=== Exercise brief ===
What you should output is the data below, unchanged in every character.

___ Exercise data ___

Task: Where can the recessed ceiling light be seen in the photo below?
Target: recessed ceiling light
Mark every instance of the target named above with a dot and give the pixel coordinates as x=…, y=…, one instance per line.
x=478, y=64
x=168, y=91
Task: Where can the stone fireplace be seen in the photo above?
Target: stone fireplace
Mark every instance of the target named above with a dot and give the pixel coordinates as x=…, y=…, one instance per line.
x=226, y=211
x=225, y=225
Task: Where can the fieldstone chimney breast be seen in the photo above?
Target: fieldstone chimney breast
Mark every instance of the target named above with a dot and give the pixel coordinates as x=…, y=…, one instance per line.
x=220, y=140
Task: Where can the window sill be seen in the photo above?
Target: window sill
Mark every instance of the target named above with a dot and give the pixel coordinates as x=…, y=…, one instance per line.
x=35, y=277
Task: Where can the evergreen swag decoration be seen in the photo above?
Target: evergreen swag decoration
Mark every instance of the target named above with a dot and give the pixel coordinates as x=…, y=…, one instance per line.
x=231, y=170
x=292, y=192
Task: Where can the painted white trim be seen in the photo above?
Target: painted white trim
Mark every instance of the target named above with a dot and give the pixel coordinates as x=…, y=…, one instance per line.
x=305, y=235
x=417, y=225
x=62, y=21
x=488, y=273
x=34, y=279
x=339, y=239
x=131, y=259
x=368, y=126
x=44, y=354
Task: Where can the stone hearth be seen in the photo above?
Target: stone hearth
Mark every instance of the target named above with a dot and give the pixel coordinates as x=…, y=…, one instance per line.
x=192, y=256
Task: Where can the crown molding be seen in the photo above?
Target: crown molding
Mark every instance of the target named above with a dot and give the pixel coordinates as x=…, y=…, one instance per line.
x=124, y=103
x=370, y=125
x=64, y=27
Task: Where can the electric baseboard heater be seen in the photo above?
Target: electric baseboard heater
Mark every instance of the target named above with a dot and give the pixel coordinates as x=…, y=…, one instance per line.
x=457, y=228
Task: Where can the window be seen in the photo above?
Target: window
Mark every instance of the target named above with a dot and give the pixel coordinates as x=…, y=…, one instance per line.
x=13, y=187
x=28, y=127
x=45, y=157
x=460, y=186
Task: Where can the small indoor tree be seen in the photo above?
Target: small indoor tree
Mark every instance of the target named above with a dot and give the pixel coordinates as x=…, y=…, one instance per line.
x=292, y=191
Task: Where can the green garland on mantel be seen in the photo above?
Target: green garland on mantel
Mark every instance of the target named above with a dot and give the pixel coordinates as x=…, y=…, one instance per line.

___

=== Answer ===
Task: Where can the recessed ceiling light be seen in the photo below?
Target: recessed ceiling light
Mark every instance of the target named above with a dot and give the pixel coordinates as x=…, y=…, one instance per line.
x=478, y=64
x=168, y=91
Task: Where can the stone fireplace be seen in the photo above?
Target: stone fireplace
Mark every instance of the target named above with a dot and give the pixel coordinates as x=…, y=…, one instance per line.
x=226, y=211
x=225, y=225
Task: Where can the fieldstone chimney breast be seen in the photo above?
Target: fieldstone chimney breast
Mark every instance of the target named above with a dot and give the pixel coordinates as x=…, y=…, one instance per line.
x=220, y=140
Task: Where can the window sill be seen in the photo above?
Target: window sill
Mark every instance of the target named above with a dot and give the pixel coordinates as x=…, y=…, one instance per line.
x=35, y=277
Task: Where can the evergreen swag decoration be seen in the photo above?
Target: evergreen swag decoration
Mark every instance of the target named above with a dot and give the pixel coordinates as x=…, y=…, one instance per line.
x=231, y=170
x=292, y=192
Task: Where can the painted white trim be seen in the photo above?
Target: painted white trim
Mark every instance of the target named above with a dot and give the pixel coordinates as x=…, y=…, one instance per line.
x=305, y=235
x=417, y=225
x=62, y=21
x=488, y=273
x=34, y=279
x=339, y=239
x=131, y=259
x=368, y=126
x=44, y=354
Task: Where can the stone hearth be seen in the photo above?
Target: stone hearth
Mark every instance of the target named above with a dot and give the pixel coordinates as x=…, y=…, one instance per line.
x=192, y=256
Task: Where can the crown molding be seen in the photo above?
Target: crown molding
Mark every instance of the target named above with a dot and give the pixel coordinates as x=…, y=…, one instance per line.
x=124, y=103
x=370, y=125
x=64, y=27
Task: Where can the electric baseboard heater be seen in the photo above?
Target: electric baseboard heater
Mark every instance of the target named above with a dot and give the pixel coordinates as x=…, y=…, one instance per line.
x=457, y=228
Task: Where can the window be seen in the photo above?
Target: window
Mark every instance of the target named above with a dot and give the pixel coordinates as x=…, y=…, one instance per line.
x=13, y=187
x=28, y=127
x=45, y=157
x=460, y=186
Task: Where can the small indoor tree be seen in the photo above?
Target: small indoor tree
Mark every instance of the target named above with a dot and give the pixel coordinates as x=…, y=…, one instance per line.
x=292, y=191
Task: Where can the green garland on mantel be seen in the photo above?
Target: green garland on mantel
Mark every instance of the target named above with a dot and give the pixel coordinates as x=…, y=…, one instance per line.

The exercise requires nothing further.